━━ OEFENTEKST

Maar de roman bagatelliseert deze dimensie door er stilzwijgend aan voorbij te gaan of deelaspecten te behandelen zoals de deling van Duitsland of de tekortkomingen van de kerken. Dat zijn uitsnedes die maken dat de lezer de werkelijkheid uit het oog verliest.

Ik mag aannemen dat ik mij duidelijk heb uitgedrukt. Ik pleit niet voor de concentratiekamproman, niet voor de roman over collectieve schuld en boete, ook dat zouden deelaspecten zijn, maar voor het weidse panorama van een bewustzijn dat zich aan alle verschrikkingen en gruweldaden, al het tragische en komische van het leven gescherpt heeft, en daarvoor biedt de roman geen plaats, want hij construeert een afzonderlijk geval en biedt dat de lezer ter identificatie aan. En de lezer die op geregelde tijden op nieuwe constructies van zijn auteur wacht, zal dan het nieuwverschenen werk niet in de laatste plaats beoordelen vanuit de vraag in hoeverre ook deze keer weer de uitbeelding van het deelaspect met zijn eigen visie overeenkomt. Hij zal de uitgangssituatie afmeten aan een vergelijkbare actuele situatie en voor het positieve principe kiezen.

━━━━
━━ GEGEVENSSET

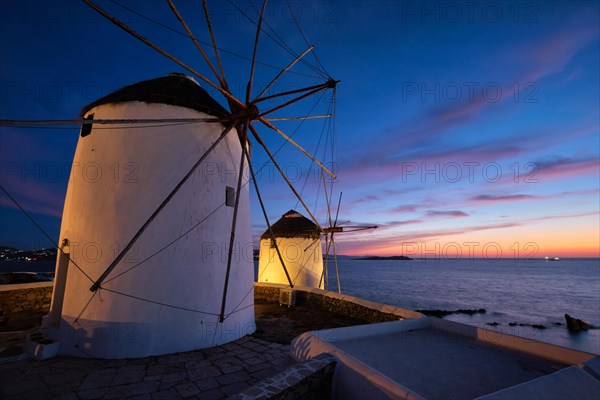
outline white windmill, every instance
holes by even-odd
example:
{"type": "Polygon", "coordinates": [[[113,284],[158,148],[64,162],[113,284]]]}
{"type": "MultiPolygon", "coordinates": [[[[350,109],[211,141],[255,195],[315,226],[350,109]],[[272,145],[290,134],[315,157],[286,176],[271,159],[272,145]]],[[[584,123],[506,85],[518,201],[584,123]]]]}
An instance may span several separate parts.
{"type": "Polygon", "coordinates": [[[318,226],[257,128],[276,132],[334,176],[268,115],[316,93],[335,93],[338,81],[327,75],[318,84],[267,95],[282,75],[304,61],[313,50],[308,46],[260,93],[254,93],[266,1],[258,17],[242,99],[227,84],[206,1],[203,8],[216,63],[173,1],[168,3],[218,83],[92,1],[84,2],[191,77],[175,74],[138,82],[82,110],[74,165],[93,165],[100,171],[117,166],[137,174],[132,181],[124,177],[70,182],[54,295],[44,321],[46,334],[60,343],[61,354],[125,358],[211,347],[252,333],[248,176],[271,234],[272,230],[249,162],[250,138],[264,149],[318,226]],[[229,110],[196,80],[220,93],[229,110]],[[266,100],[281,103],[259,109],[266,100]],[[235,173],[207,176],[202,173],[207,163],[235,173]],[[242,255],[245,249],[249,257],[242,255]]]}

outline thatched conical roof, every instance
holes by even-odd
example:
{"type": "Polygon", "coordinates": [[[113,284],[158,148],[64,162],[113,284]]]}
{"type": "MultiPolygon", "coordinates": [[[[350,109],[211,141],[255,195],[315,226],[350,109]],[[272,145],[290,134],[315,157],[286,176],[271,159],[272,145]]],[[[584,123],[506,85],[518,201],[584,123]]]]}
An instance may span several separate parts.
{"type": "Polygon", "coordinates": [[[83,117],[92,108],[102,104],[142,101],[145,103],[169,104],[191,108],[215,117],[225,117],[225,110],[206,90],[183,74],[150,79],[125,86],[83,107],[79,113],[83,117]]]}
{"type": "MultiPolygon", "coordinates": [[[[271,229],[275,237],[280,238],[301,237],[317,239],[321,236],[319,227],[296,210],[290,210],[283,214],[277,222],[271,225],[271,229]]],[[[267,229],[260,238],[271,238],[269,230],[267,229]]]]}

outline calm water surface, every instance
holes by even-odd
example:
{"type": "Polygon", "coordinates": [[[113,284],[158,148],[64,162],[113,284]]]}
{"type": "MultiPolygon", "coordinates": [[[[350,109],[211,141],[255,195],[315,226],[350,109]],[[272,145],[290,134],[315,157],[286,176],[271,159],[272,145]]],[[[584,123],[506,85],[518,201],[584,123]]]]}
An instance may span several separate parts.
{"type": "MultiPolygon", "coordinates": [[[[600,327],[599,259],[340,260],[339,268],[342,293],[408,309],[485,308],[446,319],[600,354],[600,329],[572,334],[564,319],[600,327]]],[[[332,269],[329,281],[335,290],[332,269]]]]}
{"type": "MultiPolygon", "coordinates": [[[[600,329],[572,334],[564,320],[567,313],[600,327],[599,259],[341,259],[339,269],[342,293],[413,310],[485,308],[485,314],[446,319],[600,354],[600,329]],[[493,322],[499,325],[488,325],[493,322]]],[[[0,272],[13,270],[53,271],[54,262],[0,263],[0,272]]],[[[337,288],[333,263],[329,288],[337,288]]]]}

━━━━

## PROBEER HET ZELF
Schrijf uit de tekst over de roman het stuk over dat begint met "Maar de roman" en doorloopt tot en met "het oog verliest.". De items staan los van de tekst.

## JOUW ANTWOORD
Maar de roman bagatelliseert deze dimensie door er stilzwijgend aan voorbij te gaan of deelaspecten te behandelen zoals de deling van Duitsland of de tekortkomingen van de kerken. Dat zijn uitsnedes die maken dat de lezer de werkelijkheid uit het oog verliest.